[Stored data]
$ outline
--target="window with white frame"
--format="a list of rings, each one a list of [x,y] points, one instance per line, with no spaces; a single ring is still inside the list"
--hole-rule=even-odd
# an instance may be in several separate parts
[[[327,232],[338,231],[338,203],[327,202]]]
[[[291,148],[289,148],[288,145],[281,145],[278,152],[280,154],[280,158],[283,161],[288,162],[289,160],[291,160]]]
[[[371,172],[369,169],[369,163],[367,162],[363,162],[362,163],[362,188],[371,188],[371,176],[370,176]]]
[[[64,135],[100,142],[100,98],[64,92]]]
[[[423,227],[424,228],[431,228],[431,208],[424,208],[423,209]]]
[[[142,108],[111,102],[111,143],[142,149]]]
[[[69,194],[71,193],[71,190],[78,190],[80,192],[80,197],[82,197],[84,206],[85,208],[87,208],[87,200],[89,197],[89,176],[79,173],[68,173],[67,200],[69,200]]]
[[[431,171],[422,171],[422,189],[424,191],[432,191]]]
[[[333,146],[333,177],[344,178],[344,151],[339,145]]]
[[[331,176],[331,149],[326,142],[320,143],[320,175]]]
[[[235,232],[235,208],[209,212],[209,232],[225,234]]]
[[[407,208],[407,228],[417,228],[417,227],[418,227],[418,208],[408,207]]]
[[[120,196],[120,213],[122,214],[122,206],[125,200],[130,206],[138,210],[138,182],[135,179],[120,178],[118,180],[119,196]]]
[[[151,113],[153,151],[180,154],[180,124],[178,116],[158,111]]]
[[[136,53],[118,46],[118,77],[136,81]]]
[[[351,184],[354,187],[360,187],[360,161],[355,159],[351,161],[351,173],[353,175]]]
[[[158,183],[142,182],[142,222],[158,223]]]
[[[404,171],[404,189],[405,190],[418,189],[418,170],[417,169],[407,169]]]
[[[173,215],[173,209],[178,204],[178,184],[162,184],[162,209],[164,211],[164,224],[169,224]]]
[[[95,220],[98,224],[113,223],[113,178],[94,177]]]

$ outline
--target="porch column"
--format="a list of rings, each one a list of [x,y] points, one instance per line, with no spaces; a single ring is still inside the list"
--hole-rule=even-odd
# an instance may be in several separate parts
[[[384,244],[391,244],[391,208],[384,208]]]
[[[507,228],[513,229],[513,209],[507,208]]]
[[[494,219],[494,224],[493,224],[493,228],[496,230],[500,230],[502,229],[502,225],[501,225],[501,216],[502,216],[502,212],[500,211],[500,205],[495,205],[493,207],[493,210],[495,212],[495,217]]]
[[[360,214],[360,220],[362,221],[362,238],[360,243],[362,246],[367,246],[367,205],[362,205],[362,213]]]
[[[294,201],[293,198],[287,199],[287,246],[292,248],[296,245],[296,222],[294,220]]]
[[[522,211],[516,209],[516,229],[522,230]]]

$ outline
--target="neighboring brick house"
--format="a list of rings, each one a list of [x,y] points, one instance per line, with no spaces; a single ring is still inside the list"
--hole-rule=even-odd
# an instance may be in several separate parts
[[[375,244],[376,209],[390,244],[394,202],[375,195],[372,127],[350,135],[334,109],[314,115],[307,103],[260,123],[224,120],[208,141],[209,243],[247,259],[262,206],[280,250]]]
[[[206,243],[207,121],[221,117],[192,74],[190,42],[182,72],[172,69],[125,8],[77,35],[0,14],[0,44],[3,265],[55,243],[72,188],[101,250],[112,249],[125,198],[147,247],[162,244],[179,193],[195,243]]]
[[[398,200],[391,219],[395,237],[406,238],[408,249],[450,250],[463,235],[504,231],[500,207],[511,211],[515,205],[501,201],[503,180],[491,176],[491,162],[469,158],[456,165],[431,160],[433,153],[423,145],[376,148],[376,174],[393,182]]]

▸ Activity: Output the records exactly, so that each line matches what was given.

▸ Task solution:
$ outline
--target="window with white frame"
--format="a list of rings, each one a list of [x,y] points, one instance per line, with no spaces; a single ring is still inside the list"
--hole-rule=even-odd
# an instance may be in several separate parts
[[[327,232],[338,231],[338,203],[327,202]]]
[[[291,148],[289,148],[288,145],[281,145],[278,152],[280,154],[280,158],[283,161],[288,162],[289,160],[291,160]]]
[[[371,172],[369,169],[369,163],[367,162],[363,162],[362,163],[362,188],[371,188],[371,176],[370,176]]]
[[[64,135],[100,142],[100,98],[64,92]]]
[[[423,227],[424,228],[431,228],[431,208],[424,208],[423,209]]]
[[[142,108],[111,102],[111,143],[142,149]]]
[[[69,194],[71,193],[71,190],[78,190],[80,192],[80,197],[82,197],[84,206],[85,208],[87,208],[87,200],[89,197],[89,176],[79,173],[68,173],[67,200],[69,200]]]
[[[431,171],[422,171],[422,189],[424,191],[432,191]]]
[[[333,146],[333,177],[344,178],[344,151],[339,145]]]
[[[331,176],[331,149],[326,142],[320,143],[320,175]]]
[[[235,232],[235,208],[209,212],[209,232],[225,234]]]
[[[407,208],[407,228],[417,228],[417,227],[418,227],[418,208],[408,207]]]
[[[120,196],[120,213],[122,214],[122,206],[125,200],[130,206],[138,210],[138,182],[135,179],[120,178],[118,180],[119,196]]]
[[[151,113],[153,151],[180,154],[180,124],[178,116],[158,111]]]
[[[136,53],[118,46],[118,77],[136,81]]]
[[[351,184],[354,187],[360,187],[360,161],[355,159],[351,161],[351,173],[353,175]]]
[[[158,183],[142,182],[142,222],[158,223]]]
[[[404,171],[404,189],[405,190],[418,189],[418,170],[417,169],[407,169]]]
[[[173,215],[173,209],[178,204],[178,184],[162,184],[162,209],[164,211],[164,224],[169,224]]]
[[[95,220],[98,224],[113,223],[113,178],[94,177]]]

$ outline
--target="porch column"
--format="a list of rings, each one a list of [x,y] points, one instance per line, with no spaces; a single ring is still inside the list"
--hole-rule=even-odd
# an instance may be in several separate parts
[[[384,244],[391,244],[391,208],[384,208]]]
[[[507,228],[513,229],[513,209],[507,208]]]
[[[494,219],[494,224],[493,224],[493,228],[496,230],[500,230],[502,229],[502,225],[501,225],[501,216],[502,216],[502,212],[500,211],[500,205],[495,205],[493,207],[493,210],[495,212],[495,217]]]
[[[360,214],[360,220],[362,221],[362,238],[360,243],[362,246],[367,246],[367,205],[362,205],[362,213]]]
[[[294,201],[293,198],[287,199],[287,246],[292,248],[296,245],[296,222],[294,220]]]
[[[522,211],[516,209],[516,229],[522,230]]]

$ outline
--target="neighboring brick house"
--format="a list of rings, each one a list of [x,y] points, one instance per line, with no spaces; a single ring is still inside the list"
--hole-rule=even-odd
# an instance may be in several separate parts
[[[375,244],[376,209],[390,244],[394,202],[375,195],[372,127],[350,135],[334,109],[314,115],[307,103],[260,123],[224,120],[208,141],[209,243],[247,259],[262,206],[280,250]]]
[[[206,243],[207,121],[221,117],[192,74],[190,42],[182,72],[172,69],[125,8],[77,35],[0,14],[0,44],[3,265],[55,243],[72,188],[101,250],[112,249],[125,198],[147,247],[162,244],[179,193],[195,243]]]
[[[398,200],[391,219],[395,237],[406,238],[408,249],[450,250],[463,235],[504,231],[500,207],[511,211],[515,205],[501,201],[503,180],[491,176],[491,162],[469,158],[456,165],[431,160],[433,153],[423,145],[376,148],[376,174],[393,182]]]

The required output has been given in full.